=== Source material ===
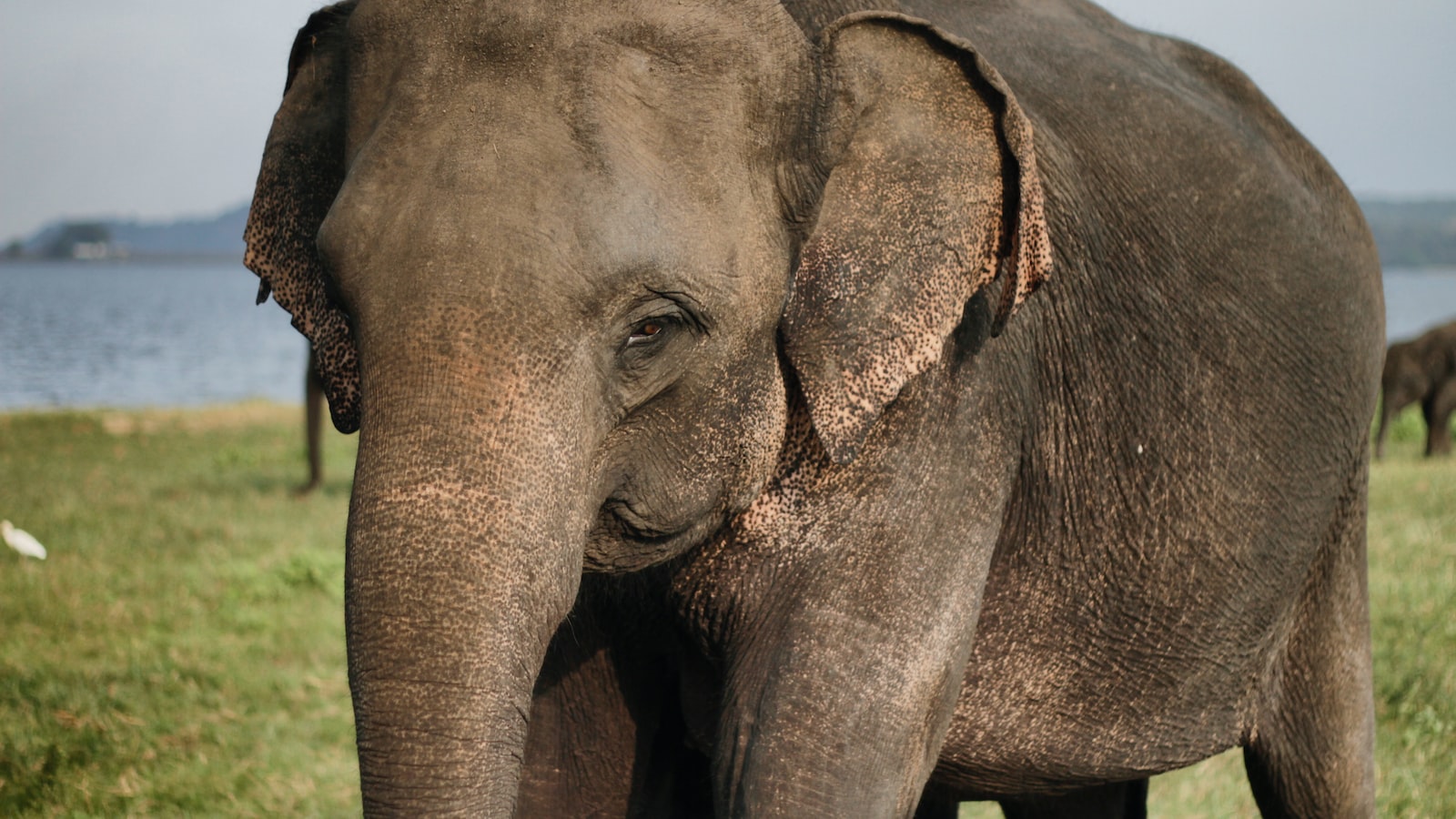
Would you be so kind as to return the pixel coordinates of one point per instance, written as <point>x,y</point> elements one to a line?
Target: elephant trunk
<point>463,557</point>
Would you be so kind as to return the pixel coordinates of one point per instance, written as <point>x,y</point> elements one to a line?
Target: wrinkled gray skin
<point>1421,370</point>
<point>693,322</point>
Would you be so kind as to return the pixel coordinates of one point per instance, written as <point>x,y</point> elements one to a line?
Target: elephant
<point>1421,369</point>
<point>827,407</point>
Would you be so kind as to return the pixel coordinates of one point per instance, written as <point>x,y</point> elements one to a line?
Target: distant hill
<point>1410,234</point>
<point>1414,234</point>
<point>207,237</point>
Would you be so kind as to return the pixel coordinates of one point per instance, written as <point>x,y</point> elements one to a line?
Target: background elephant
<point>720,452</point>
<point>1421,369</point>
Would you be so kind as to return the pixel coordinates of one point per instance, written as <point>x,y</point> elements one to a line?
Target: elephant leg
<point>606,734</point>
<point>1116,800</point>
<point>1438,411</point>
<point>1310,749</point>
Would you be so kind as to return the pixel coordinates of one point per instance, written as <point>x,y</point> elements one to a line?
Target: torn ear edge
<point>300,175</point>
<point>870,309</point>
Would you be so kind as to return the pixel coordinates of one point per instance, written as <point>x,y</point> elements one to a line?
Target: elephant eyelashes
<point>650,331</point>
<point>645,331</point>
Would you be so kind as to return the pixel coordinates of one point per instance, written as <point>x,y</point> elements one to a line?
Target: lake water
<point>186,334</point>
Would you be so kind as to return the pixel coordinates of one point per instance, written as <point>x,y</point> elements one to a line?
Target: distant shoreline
===
* _What to produce_
Would you set down the listing exactly, omitting pictures?

* _Solution_
Would you be so kind as to return the pixel coordinates of one point per instance, written as <point>x,y</point> elements one to a line?
Target: elephant trunk
<point>463,557</point>
Would you be so kind as to return the pixel coordinates of one point per instance, written as <point>x,y</point> elements one to a line?
Target: wrinkled gray skin
<point>1421,370</point>
<point>693,322</point>
Would you be so kind as to return the pixel coordinates of one point per instance, written as <point>x,y</point> elements one to a line?
Target: elephant
<point>1421,369</point>
<point>827,407</point>
Would you be so kind as to return the pixel coordinates of one point per instance, written as <point>x,y</point> elements one to a line?
Target: distant hill
<point>1410,234</point>
<point>1414,234</point>
<point>207,237</point>
Would you be so kind as to return the pixel coordinates of one point per instance, written as <point>x,y</point> elements one to a line?
Target: background elephant
<point>720,452</point>
<point>1421,369</point>
Would you be so kind as to return the pixel coordinates of one point per instance, written as <point>x,y</point> elements one to a line?
Target: elephant leg
<point>606,734</point>
<point>1116,800</point>
<point>1438,411</point>
<point>1310,749</point>
Would you be so kind as to return the pixel coordinates of one point per instance, written as <point>x,y</point> elements one to a line?
Target: torn ear edge
<point>300,175</point>
<point>870,309</point>
Would you be so kind as to return the pixel coordinates of one point per instance, written as <point>x,y</point> elements one to a line?
Target: elephant eyelashes
<point>650,331</point>
<point>645,331</point>
Would you be so kind as to return the pixel coordinates of one point per instance, written as <point>x,y</point> elements one to a line?
Target: lake water
<point>186,334</point>
Would you be so kind as to return the pixel coordinates of one point per instance, written as <point>x,y</point> elements one to a line?
Target: distant shoreline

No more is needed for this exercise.